**Input**
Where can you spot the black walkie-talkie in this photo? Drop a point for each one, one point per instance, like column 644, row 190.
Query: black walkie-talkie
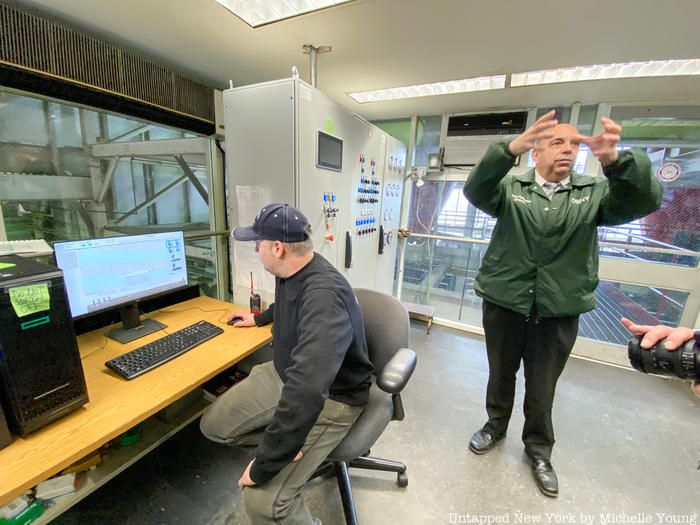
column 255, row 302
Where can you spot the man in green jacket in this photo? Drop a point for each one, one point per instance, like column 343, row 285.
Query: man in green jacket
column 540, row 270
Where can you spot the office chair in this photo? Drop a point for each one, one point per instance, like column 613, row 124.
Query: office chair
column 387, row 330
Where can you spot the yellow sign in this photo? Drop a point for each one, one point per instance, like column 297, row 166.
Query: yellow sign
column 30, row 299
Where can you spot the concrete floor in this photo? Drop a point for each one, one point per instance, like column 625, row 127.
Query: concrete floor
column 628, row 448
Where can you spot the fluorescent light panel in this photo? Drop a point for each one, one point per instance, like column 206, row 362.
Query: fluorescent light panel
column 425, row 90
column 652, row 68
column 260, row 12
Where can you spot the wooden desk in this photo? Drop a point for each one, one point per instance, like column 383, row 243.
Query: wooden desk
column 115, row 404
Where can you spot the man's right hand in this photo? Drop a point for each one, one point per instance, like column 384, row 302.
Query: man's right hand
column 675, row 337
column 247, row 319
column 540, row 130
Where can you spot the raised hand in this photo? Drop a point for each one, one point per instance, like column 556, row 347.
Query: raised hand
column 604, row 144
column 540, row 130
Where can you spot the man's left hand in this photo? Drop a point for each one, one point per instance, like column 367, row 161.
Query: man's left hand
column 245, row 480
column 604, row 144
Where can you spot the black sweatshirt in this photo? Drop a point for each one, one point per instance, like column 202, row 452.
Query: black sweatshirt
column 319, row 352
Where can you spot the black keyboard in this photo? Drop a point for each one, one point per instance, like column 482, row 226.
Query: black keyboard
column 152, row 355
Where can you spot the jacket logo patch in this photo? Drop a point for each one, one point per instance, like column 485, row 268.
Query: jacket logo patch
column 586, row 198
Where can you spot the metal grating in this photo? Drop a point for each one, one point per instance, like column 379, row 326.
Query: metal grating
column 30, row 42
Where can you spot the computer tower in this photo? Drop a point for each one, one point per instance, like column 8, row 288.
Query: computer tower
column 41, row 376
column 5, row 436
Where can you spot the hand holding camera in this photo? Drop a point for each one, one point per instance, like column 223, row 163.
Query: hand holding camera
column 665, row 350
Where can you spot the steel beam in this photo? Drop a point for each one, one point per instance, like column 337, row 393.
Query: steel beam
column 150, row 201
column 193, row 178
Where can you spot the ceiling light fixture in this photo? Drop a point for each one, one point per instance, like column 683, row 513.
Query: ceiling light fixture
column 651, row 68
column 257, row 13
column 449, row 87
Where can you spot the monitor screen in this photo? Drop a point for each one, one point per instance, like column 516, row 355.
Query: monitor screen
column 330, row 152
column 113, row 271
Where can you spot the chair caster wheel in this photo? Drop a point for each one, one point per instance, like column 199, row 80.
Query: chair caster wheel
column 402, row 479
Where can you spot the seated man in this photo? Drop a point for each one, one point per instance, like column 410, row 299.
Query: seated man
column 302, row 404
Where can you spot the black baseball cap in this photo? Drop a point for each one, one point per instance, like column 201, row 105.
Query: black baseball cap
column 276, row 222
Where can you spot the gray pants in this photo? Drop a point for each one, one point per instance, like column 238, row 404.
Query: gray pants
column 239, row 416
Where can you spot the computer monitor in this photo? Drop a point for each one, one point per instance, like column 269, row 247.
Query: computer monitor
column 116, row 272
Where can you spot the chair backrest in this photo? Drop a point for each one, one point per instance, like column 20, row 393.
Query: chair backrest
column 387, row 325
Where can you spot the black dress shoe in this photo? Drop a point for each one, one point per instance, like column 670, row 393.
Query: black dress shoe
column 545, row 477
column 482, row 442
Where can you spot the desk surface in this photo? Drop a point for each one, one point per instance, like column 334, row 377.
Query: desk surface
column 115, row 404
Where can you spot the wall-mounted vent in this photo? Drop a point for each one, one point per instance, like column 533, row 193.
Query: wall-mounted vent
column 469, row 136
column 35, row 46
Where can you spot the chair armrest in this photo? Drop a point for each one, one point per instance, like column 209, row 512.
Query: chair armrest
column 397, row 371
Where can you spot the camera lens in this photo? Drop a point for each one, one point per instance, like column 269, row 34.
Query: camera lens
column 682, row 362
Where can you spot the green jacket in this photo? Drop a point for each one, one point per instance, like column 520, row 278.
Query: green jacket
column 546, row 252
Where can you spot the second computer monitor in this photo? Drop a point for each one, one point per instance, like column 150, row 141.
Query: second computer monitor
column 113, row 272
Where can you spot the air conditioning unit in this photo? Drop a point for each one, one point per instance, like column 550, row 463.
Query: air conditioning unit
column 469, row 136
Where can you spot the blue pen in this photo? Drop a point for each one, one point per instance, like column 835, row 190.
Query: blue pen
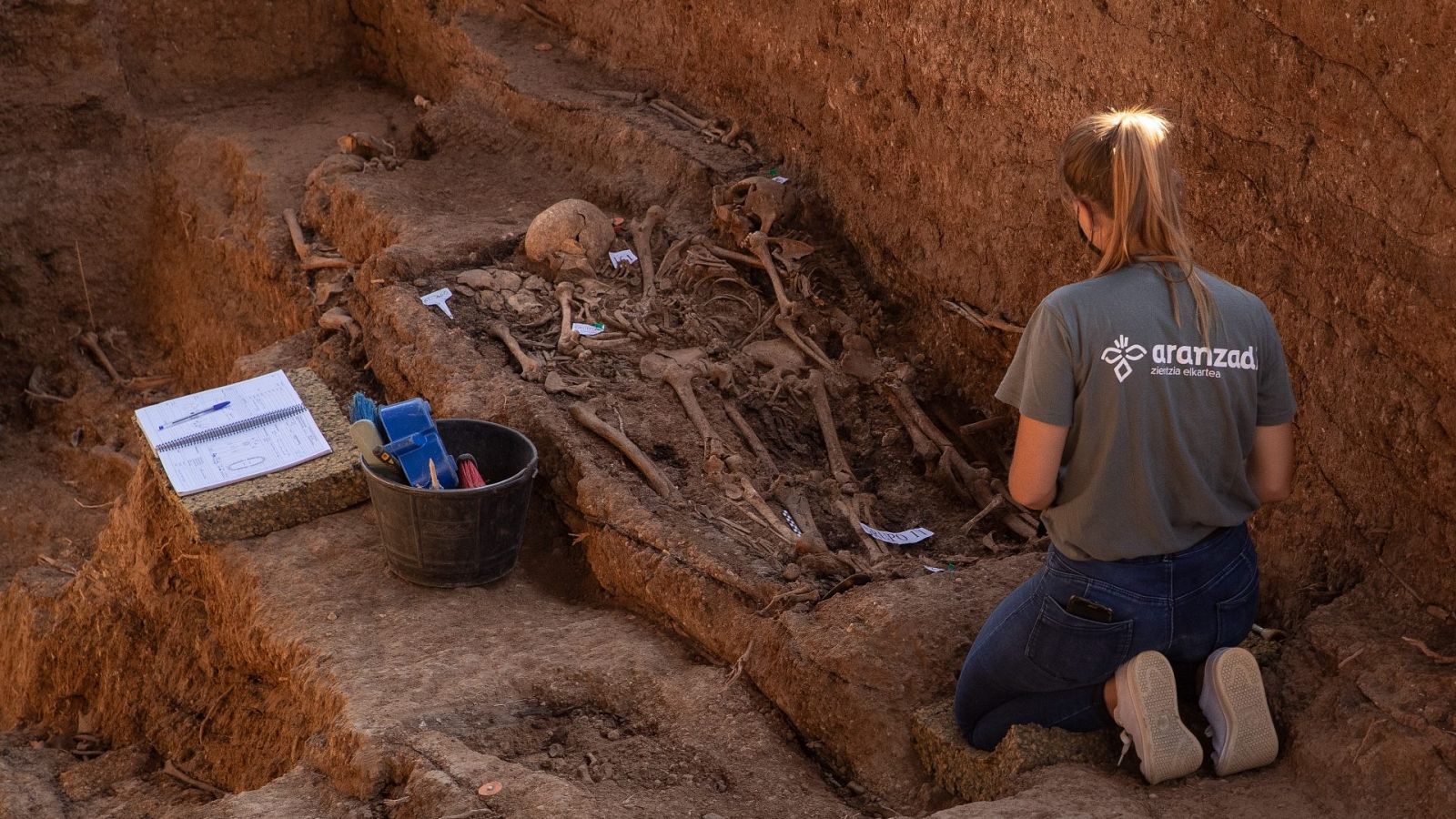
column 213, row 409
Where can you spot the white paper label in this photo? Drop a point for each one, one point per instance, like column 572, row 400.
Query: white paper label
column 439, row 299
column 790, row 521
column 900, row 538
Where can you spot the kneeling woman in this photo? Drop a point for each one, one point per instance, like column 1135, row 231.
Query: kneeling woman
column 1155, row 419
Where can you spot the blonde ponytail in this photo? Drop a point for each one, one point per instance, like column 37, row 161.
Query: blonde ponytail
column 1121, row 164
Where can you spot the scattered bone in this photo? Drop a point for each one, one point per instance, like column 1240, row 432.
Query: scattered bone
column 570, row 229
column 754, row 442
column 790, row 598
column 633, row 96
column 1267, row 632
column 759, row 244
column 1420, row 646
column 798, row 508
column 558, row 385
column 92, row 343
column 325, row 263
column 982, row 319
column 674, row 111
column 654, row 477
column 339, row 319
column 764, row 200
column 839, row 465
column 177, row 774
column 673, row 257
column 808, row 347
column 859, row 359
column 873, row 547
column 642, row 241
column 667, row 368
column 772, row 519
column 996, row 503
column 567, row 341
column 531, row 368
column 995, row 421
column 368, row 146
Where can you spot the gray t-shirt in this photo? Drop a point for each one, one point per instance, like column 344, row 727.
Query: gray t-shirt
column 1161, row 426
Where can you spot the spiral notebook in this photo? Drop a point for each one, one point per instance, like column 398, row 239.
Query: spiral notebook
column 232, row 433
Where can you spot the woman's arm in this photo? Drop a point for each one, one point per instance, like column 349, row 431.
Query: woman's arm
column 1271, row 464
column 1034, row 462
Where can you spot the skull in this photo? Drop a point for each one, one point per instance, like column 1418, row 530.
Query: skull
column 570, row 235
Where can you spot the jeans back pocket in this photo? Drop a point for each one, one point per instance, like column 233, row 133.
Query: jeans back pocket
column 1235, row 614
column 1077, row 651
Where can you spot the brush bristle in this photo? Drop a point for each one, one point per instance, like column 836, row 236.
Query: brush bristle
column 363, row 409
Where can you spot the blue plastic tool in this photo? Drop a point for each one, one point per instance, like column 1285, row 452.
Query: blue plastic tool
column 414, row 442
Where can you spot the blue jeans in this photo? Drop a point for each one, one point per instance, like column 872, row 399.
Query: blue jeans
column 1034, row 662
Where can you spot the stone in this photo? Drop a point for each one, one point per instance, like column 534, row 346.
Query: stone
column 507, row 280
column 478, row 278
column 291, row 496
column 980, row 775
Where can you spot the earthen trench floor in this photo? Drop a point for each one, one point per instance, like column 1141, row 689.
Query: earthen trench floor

**Exercise details**
Count of lines with the string "trench" in the material above: give that number only.

**Solution to this task**
2